BEGIN Passage provided
Helen spreads her wings in return to independence

Broken arm can’t prevent Beresfield grandmother from a return to feeding her feathered friends. Read her inspiring story!

23.10.2020

Senior lady standing in her garden with chickens behind her

Back in her yard and feeding her beloved chooks marks a return to health, happiness, and independence for Aspire4Life client, Helen.

That Helen is even able to spread the grain and her wings through the sheer delight of attending her granddaughter’s wedding is a pinch yourself moment that felt unlikely not so long ago, when the Hunter region grandmother was hospital-bound with a broken Humerus following a fall.

Walking her grandson’s dog, Helen, 77, was spotted by a fellow walker who was sounded out by the dog, as it pulled Helen road-bound in desperation of capturing assistance.

Spending five weeks in Maitland and Cessnock Hospitals with her arm in a sling, Helen recorded a low pulse rate, and was also placed on blood thinning medication due to clots being found in her leg.

“I thought I may have to move into some supported care and have to surrender my backyard chooks,” Helen said.
END Passage provided
[Problem to solve]:
Reproduce the article about Helen starting with "Helen spreads her" and going on through "Aspire4Life client, Helen.", substituting "hens" for "chooks" wherever it occurs.
BEGIN Entries provided
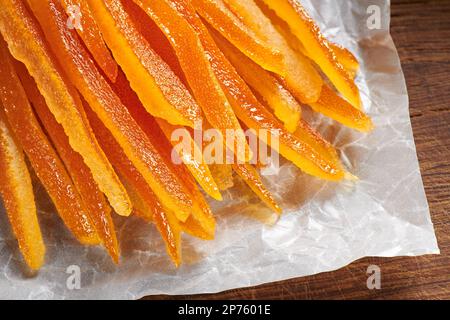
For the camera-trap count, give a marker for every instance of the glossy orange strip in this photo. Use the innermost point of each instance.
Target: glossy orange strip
(90, 33)
(278, 98)
(254, 115)
(200, 209)
(301, 76)
(139, 186)
(16, 190)
(199, 75)
(160, 90)
(333, 106)
(216, 13)
(316, 46)
(108, 106)
(94, 201)
(28, 45)
(251, 177)
(197, 167)
(43, 158)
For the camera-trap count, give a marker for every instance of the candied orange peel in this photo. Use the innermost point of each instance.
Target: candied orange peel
(102, 106)
(16, 191)
(27, 44)
(46, 163)
(200, 75)
(93, 199)
(91, 36)
(162, 93)
(316, 46)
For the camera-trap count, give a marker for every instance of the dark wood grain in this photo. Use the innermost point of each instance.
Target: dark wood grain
(421, 30)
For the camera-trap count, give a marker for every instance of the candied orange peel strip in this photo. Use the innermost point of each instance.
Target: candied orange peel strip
(150, 126)
(162, 93)
(108, 106)
(218, 15)
(316, 46)
(200, 75)
(92, 38)
(149, 209)
(46, 163)
(198, 168)
(278, 98)
(138, 187)
(26, 44)
(16, 190)
(93, 199)
(251, 177)
(301, 77)
(223, 175)
(346, 58)
(333, 106)
(200, 209)
(255, 116)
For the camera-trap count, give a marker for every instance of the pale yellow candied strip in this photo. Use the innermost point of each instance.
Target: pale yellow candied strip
(161, 92)
(316, 46)
(278, 98)
(27, 45)
(16, 190)
(301, 77)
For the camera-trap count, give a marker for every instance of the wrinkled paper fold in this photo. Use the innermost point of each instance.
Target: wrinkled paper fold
(325, 226)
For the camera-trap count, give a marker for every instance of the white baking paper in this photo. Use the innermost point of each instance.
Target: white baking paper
(325, 227)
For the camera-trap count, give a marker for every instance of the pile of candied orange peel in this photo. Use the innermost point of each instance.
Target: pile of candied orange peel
(89, 103)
END Entries provided
[Answer box]:
Helen spreads her wings in return to independence

Broken arm can’t prevent Beresfield grandmother from a return to feeding her feathered friends. Read her inspiring story!

23.10.2020

Senior lady standing in her garden with chickens behind her

Back in her yard and feeding her beloved hens marks a return to health, happiness, and independence for Aspire4Life client, Helen.